▶ Textauszug:

◆ ◆ ◆ ◆ ◆

Endspurt im Beschussamt       -  Endspurt im Innern: Immer deutlicher zeigt sich, in welcher Umgebung die Mitarbeiter des Beschussamts einmal arbeiten werden. Christian Rödl zeigt den noch mit Schutzpapier abgedeckten Boden im 50-Meter-Kanal.
Foto: Steffen Standke | Endspurt im Innern: Immer deutlicher zeigt sich, in welcher Umgebung die Mitarbeiter des Beschussamts einmal arbeiten werden. Christian Rödl zeigt den noch mit Schutzpapier abgedeckten Boden im 50-Meter-Kanal.
Steffen Standke
Steffen Standke
 |  aktualisiert: 03.12.2019 08:39 Uhr

Schießbetrieb“ warnt die rote Schrift über der grauen Stahltür. Scharf geschossen wird im Stand dahinter aber noch nicht. Das Display leuchtet nur testweise. Wohl erst Ende August/Anfang September können die Mitarbeiter des Mellrichstädter Beschussamts ihren Neubau beziehen. Ein halbes Jahr später als erhofft. Lieferprobleme haben die Arbeiten verzögert.

Mit den Schießständen im Schützenverein haben die drei Anlagen für Kurz- und Langwaffen sowie für Böller und Schwarzpulver im Beschussamt wenig zu tun. Sie gleichen kurzen schrägen Schächten, die in Betonbecken enden. Diese Becken werden später 1,5 Meter hoch mit Wasser gefüllt. Die Geschosse, die aus einer Waffe in einer speziellen Vorrichtung abgefeuert werden, sollen darin ihre Wucht verlieren.

Handwerker heben gerade an der hinteren Betonwand ein paar Stahlplatten ein und verschweißen sie. Falls das Wasser die Geschosse nicht ausreichend stoppt, tun es spätestens die Stahlplatten. Das schont den Beton dahinter. Und die am Stahl abgeprallten Geschosse lassen sich leicht aufsammeln, wenn das Becken einmal pro Jahr geleert wird.

◆ ◆ ◆ ◆ ◆

▶ Schriftliche Aufgabe 1: Schreiben Sie aus den Datensätzen die Zeilen von der Zeile mit „I'd really appreciate it if you could find the metal“ bis einschließlich der Zeile mit „[858,459,1001,706]“ unverändert ab.

◆ ◆ ◆ ◆ ◆

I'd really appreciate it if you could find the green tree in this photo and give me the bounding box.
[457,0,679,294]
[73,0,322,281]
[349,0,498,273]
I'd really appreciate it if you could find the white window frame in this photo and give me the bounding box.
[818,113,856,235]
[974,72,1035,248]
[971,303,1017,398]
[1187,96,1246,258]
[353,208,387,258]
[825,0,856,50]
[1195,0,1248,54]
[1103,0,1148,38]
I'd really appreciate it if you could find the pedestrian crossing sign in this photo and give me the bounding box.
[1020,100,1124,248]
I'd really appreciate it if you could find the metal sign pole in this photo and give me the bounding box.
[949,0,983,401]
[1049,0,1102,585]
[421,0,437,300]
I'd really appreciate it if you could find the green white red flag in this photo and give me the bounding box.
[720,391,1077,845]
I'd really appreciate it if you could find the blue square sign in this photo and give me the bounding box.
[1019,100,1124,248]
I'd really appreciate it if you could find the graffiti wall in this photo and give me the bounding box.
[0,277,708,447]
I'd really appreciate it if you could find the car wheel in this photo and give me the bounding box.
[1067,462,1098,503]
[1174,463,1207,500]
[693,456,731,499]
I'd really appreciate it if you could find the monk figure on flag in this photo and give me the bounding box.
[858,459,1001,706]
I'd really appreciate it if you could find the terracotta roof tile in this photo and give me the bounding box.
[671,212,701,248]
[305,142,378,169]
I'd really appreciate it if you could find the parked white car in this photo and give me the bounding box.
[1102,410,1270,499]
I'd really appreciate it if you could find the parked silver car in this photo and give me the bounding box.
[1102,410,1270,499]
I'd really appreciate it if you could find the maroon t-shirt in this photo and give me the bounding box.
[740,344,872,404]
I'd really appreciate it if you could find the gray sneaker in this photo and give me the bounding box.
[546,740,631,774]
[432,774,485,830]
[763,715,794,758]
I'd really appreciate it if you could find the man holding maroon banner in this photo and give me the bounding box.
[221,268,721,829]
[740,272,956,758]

◆ ◆ ◆ ◆ ◆

▶ Schriftliche Aufgabe 2: Geben Sie den Textauszug von „Mit den Schießständen“ bis einschließlich „ihre Wucht verlieren.“ noch einmal wieder und setzen Sie dabei „Sportverein“ an die Stelle von „Schützenverein“.

▶ Lösung der Aufgabe 1:
I'd really appreciate it if you could find the metal sign pole in this photo and give me the bounding box.
[949,0,983,401]
[1049,0,1102,585]
[421,0,437,300]
I'd really appreciate it if you could find the green white red flag in this photo and give me the bounding box.
[720,391,1077,845]
I'd really appreciate it if you could find the blue square sign in this photo and give me the bounding box.
[1019,100,1124,248]
I'd really appreciate it if you could find the graffiti wall in this photo and give me the bounding box.
[0,277,708,447]
I'd really appreciate it if you could find the car wheel in this photo and give me the bounding box.
[1067,462,1098,503]
[1174,463,1207,500]
[693,456,731,499]
I'd really appreciate it if you could find the monk figure on flag in this photo and give me the bounding box.
[858,459,1001,706]

▶ Lösung der Aufgabe 2:
Mit den Schießständen im Sportverein haben die drei Anlagen für Kurz- und Langwaffen sowie für Böller und Schwarzpulver im Beschussamt wenig zu tun. Sie gleichen kurzen schrägen Schächten, die in Betonbecken enden. Diese Becken werden später 1,5 Meter hoch mit Wasser gefüllt. Die Geschosse, die aus einer Waffe in einer speziellen Vorrichtung abgefeuert werden, sollen darin ihre Wucht verlieren.